• What needs to be done: Whenever the word "with" turns up in a line below, that line should be copied.

• Source data:
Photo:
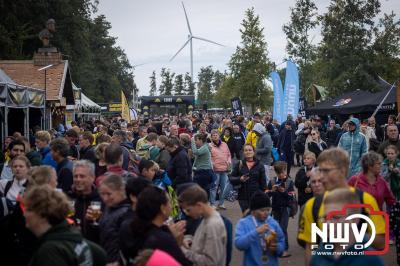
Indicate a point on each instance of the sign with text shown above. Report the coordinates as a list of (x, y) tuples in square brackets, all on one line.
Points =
[(236, 106)]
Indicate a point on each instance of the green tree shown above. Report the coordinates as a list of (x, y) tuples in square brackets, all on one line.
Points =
[(189, 85), (97, 64), (166, 85), (218, 80), (386, 48), (179, 85), (153, 84), (224, 93), (345, 55), (303, 19), (249, 65), (205, 84)]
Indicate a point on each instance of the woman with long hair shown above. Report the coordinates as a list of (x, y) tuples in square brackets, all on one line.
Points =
[(249, 175), (153, 209)]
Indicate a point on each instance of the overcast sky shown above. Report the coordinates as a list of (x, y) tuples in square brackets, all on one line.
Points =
[(152, 31)]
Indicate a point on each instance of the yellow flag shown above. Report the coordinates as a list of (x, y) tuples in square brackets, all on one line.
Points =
[(125, 108)]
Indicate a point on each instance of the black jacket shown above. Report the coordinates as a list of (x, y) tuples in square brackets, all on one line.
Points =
[(82, 202), (331, 136), (179, 167), (126, 237), (110, 224), (280, 199), (286, 140), (62, 245), (88, 154), (65, 175), (160, 238), (34, 157), (255, 182), (302, 182), (313, 147)]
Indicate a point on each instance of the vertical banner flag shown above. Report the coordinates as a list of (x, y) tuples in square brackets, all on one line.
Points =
[(125, 113), (292, 90), (236, 106), (278, 96)]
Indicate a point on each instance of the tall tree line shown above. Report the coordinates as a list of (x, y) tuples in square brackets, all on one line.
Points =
[(97, 64)]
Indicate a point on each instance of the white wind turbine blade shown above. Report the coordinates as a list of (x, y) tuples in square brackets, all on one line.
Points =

• Solution:
Indicate a point on each instance of the sign with text shown above. Report the coordinates as a list of (x, y) tuples in square brackets, all on one line.
Indicate a point on each instance of the woman with long hair shown above. Report the coordinates as a list of (x, y) tuples in square brackets, all on one line.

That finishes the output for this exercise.